WORK TO COMPLETE:
a) In the court opinion, shorten the paragraph beginning "The accident happened at Hammonton railroad crossing" into a bulleted list that keeps its main facts.
b) According to the court opinion, in which county is the crossing where the accident happened?
c) Switch "southbound" to "northbound" in the court opinion, and write out everything from "The accident happened" down to "Byrne vehicle westbound.".

SELECTED PASSAGE:
━━━
Negligence of Alfred Byrne, the driver of the automobile involved is conceded.1 Also conceded is the fact that plaintiffs and plaintiffs' decedent (Mary S. Bynog) (hereinafter, for convenience, generally referred to as ‘plaintiffs') were guests and not chargeable with Byrne's negligence. Thus liability of defendants depends upon Their negligence. The trial court found that Byrne's negligence was the sole proximate cause of the accident.
The questions raised on appeal are:
(1) Does a failure by a defendant to comply with the whistle-sounding and bell-ringing requirement of a statute constitute actionable negligence absent a showing that the omission was a proximate cause of the accident?
(2) Did the findings of fact comply with the 1959 amendment of Code of Civil Procedure sections 632 and 634?
(3) Was evidence of a prior guilty plea to a charge of involuntary manslaughter admissible on cross-examination of the driver of the car in which plaintiffs were riding as tending to prove said driver's sole responsibility for the accident?
Our answer to the first question is in the negative and to the last two in the affirmative. We affirm the judgments.
The accident happened at Hammonton railroad crossing in Yuba County south of Marysville at approximately 7:20 p.m. on November 17, 1961. It was a dark, Clear, cold night. The railroad tracks run generally north and south; Hammonton road, east and west. The train involved was southbound, the Byrne vehicle westbound.
━━━
Pointing dataset records:
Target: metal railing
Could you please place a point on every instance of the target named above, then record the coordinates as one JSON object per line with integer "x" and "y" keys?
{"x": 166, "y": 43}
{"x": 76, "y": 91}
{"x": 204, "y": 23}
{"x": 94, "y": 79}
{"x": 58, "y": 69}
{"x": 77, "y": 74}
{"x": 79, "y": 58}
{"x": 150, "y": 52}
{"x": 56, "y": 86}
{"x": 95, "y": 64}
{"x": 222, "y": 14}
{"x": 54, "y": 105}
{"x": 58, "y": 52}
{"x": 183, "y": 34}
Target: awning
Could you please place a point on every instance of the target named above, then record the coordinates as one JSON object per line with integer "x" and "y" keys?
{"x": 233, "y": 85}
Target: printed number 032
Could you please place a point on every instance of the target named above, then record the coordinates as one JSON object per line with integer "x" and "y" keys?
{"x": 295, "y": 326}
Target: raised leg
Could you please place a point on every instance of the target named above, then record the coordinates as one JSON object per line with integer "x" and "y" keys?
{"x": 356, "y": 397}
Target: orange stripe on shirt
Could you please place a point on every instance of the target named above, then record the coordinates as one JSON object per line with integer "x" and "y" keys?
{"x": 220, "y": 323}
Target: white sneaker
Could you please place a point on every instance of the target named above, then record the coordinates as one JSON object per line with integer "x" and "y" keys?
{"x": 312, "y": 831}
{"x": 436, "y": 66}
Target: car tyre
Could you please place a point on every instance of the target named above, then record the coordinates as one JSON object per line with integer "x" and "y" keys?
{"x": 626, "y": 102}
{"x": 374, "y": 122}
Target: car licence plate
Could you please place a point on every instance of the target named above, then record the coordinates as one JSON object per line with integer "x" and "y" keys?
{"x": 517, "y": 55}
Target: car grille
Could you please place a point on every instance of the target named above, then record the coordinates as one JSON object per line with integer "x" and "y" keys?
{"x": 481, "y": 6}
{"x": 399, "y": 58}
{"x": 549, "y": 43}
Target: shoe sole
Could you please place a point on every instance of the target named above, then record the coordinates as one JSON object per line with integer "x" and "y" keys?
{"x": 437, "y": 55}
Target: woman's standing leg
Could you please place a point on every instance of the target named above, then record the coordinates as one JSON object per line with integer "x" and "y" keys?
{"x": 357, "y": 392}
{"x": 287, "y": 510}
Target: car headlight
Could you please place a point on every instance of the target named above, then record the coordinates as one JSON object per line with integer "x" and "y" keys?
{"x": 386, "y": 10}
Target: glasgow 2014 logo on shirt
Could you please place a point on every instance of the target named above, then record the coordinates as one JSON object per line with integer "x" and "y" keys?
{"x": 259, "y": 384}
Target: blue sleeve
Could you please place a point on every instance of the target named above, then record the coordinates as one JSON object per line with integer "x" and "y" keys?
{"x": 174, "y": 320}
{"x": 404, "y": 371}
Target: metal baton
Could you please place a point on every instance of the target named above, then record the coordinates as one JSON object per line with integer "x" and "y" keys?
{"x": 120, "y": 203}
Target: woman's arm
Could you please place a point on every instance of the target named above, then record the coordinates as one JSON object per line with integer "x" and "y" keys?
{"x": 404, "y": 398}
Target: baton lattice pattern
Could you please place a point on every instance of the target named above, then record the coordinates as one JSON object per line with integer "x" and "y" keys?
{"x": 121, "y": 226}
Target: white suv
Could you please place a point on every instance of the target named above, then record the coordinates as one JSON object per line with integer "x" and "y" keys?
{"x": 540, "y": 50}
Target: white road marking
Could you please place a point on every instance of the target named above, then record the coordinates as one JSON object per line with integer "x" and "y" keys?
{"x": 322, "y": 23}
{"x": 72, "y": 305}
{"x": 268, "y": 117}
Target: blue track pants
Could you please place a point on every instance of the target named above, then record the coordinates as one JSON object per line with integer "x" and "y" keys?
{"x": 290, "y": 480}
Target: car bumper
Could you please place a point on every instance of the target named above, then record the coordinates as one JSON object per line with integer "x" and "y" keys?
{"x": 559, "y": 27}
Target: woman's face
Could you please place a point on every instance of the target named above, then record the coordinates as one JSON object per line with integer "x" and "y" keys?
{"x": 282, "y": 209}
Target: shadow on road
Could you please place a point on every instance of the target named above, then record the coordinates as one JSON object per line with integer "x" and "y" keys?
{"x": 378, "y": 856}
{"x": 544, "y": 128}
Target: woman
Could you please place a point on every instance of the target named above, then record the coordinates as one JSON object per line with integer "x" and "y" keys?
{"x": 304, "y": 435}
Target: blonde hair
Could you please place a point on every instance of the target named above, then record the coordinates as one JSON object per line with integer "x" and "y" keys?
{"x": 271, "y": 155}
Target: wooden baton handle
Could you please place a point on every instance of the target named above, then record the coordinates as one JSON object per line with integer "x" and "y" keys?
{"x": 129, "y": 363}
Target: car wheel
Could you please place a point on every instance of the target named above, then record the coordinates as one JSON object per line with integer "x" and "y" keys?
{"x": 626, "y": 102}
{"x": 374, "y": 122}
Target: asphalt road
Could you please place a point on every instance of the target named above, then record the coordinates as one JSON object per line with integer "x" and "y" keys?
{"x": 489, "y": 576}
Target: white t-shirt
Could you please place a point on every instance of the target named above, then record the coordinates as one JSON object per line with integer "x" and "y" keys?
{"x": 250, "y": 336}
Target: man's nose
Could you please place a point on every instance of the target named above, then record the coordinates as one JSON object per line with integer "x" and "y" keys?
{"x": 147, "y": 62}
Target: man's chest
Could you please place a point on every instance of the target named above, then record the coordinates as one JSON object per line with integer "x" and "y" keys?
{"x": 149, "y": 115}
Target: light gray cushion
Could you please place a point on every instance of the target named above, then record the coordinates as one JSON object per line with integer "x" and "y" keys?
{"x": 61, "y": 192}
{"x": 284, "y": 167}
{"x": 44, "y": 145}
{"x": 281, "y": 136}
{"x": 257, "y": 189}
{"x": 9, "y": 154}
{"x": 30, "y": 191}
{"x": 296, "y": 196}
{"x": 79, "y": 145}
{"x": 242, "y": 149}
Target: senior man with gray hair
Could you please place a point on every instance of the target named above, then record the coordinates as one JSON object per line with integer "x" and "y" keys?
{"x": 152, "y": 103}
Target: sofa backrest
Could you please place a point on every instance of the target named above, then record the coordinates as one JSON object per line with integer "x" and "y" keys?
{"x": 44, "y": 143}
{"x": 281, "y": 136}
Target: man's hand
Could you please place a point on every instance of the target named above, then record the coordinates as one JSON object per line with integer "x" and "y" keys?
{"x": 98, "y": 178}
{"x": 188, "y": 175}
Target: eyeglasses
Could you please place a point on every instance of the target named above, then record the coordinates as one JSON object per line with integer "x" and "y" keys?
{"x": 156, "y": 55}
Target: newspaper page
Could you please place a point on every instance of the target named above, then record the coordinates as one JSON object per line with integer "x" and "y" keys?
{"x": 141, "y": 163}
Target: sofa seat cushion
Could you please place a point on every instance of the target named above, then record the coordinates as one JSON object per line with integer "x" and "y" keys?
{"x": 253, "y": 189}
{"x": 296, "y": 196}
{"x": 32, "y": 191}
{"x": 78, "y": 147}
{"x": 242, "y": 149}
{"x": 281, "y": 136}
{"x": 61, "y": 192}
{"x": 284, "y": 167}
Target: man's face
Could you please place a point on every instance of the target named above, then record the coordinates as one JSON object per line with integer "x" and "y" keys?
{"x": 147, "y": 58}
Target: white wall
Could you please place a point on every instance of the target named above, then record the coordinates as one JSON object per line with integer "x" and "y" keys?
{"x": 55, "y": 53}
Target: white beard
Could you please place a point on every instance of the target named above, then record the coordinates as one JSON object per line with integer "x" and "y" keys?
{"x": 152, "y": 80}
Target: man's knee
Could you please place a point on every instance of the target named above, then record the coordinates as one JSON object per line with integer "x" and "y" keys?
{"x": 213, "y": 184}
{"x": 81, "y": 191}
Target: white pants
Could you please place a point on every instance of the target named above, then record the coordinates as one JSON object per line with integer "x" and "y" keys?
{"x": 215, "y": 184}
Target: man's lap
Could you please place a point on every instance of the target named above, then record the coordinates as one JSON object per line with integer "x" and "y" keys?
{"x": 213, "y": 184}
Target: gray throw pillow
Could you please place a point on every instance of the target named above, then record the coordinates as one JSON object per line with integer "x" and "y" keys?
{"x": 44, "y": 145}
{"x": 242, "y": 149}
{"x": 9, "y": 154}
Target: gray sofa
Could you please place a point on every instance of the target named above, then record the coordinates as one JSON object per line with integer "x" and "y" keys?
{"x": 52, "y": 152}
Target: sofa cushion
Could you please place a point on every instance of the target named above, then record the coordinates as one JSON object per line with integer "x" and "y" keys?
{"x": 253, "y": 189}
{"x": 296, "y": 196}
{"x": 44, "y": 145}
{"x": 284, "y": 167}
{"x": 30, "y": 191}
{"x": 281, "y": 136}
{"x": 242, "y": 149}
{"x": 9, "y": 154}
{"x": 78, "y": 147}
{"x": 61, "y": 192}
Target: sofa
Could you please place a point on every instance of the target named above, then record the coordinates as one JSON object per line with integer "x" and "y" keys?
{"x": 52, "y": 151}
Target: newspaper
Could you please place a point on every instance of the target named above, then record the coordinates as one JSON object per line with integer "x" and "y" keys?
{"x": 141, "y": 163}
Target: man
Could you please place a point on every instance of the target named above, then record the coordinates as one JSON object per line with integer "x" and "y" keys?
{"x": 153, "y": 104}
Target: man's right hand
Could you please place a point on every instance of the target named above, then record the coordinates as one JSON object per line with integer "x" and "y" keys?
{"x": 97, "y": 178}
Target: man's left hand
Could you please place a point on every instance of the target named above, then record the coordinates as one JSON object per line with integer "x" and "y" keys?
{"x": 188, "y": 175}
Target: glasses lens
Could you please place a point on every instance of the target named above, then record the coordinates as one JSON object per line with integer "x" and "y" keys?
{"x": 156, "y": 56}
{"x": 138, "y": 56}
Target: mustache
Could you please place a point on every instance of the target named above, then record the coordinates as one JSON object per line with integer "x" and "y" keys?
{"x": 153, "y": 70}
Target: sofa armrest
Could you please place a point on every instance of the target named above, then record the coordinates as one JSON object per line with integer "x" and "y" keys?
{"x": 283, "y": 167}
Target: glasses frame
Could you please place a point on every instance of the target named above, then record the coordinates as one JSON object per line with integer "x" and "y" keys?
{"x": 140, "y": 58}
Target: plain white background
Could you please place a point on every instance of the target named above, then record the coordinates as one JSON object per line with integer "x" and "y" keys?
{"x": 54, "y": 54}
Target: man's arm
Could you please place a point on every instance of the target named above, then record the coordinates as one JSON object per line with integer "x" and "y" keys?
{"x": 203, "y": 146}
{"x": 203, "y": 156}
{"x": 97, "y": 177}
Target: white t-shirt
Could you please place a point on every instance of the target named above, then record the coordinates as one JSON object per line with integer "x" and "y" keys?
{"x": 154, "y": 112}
━━━
RESPONSES:
a)
- Place: Hammonton railroad crossing, Yuba County, south of Marysville
- Time: about 7:20 p.m., November 17, 1961
- Conditions: dark, clear, cold night
- Layout: tracks run roughly north–south; Hammonton road runs east–west
- Directions: train southbound, Byrne vehicle westbound

b) Yuba County.

c)
The accident happened at Hammonton railroad crossing in Yuba County south of Marysville at approximately 7:20 p.m. on November 17, 1961. It was a dark, Clear, cold night. The railroad tracks run generally north and south; Hammonton road, east and west. The train involved was northbound, the Byrne vehicle westbound.